== Problem ==
In the data below, find the lines containing "raised" and say how many there are, nothing more.

::::::::

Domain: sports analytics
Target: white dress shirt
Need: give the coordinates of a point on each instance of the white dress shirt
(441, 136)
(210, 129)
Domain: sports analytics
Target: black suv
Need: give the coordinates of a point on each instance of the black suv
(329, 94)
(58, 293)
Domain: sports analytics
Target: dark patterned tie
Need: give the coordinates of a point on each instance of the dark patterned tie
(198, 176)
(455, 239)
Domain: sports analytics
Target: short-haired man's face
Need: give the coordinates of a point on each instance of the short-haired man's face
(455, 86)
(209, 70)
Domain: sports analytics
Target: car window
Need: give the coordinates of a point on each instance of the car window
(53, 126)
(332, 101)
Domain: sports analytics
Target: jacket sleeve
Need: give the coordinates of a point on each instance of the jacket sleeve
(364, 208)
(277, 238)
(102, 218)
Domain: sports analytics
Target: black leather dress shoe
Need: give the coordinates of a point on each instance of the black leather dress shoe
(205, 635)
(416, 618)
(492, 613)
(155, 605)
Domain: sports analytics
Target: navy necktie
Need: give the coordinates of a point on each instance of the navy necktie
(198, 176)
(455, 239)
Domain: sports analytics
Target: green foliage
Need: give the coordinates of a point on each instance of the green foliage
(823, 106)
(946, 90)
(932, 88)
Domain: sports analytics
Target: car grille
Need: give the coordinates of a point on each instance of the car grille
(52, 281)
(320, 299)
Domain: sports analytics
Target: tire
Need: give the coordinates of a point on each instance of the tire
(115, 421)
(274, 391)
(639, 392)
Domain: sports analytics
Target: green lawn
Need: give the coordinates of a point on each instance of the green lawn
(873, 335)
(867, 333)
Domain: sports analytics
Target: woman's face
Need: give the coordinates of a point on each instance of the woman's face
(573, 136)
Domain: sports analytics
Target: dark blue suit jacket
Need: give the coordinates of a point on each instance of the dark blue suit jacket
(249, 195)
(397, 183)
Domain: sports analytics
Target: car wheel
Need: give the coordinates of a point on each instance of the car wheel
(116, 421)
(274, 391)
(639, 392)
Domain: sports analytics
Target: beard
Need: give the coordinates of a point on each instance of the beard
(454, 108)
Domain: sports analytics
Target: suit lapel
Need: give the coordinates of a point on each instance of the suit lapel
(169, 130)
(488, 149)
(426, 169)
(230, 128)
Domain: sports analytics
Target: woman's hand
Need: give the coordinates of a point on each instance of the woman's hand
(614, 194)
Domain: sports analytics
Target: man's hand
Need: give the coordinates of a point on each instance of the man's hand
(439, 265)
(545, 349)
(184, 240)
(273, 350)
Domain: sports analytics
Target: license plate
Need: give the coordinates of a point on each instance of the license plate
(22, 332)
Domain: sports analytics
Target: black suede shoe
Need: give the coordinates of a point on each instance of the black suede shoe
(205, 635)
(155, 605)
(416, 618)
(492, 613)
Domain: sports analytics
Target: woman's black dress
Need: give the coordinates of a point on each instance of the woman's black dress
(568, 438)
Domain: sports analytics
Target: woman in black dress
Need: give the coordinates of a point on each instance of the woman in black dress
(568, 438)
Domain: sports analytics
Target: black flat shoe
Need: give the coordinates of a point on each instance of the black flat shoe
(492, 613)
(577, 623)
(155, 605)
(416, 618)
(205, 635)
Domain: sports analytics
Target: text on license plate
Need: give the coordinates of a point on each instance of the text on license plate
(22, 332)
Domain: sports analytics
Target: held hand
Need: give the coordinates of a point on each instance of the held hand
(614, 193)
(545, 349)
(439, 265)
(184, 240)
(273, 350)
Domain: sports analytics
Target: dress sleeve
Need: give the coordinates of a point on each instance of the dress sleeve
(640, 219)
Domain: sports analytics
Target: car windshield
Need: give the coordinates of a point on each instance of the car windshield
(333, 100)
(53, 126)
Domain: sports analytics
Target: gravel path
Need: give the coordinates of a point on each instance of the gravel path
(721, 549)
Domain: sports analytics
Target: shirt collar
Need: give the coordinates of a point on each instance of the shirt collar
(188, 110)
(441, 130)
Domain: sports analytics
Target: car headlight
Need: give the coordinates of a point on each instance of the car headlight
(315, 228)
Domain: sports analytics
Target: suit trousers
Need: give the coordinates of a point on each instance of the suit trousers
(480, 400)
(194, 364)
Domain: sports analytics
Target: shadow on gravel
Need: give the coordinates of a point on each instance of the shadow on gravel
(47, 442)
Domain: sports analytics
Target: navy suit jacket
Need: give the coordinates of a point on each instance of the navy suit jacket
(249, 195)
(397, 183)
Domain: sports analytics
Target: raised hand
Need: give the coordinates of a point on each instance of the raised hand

::::::::

== Solution to the exercise ==
2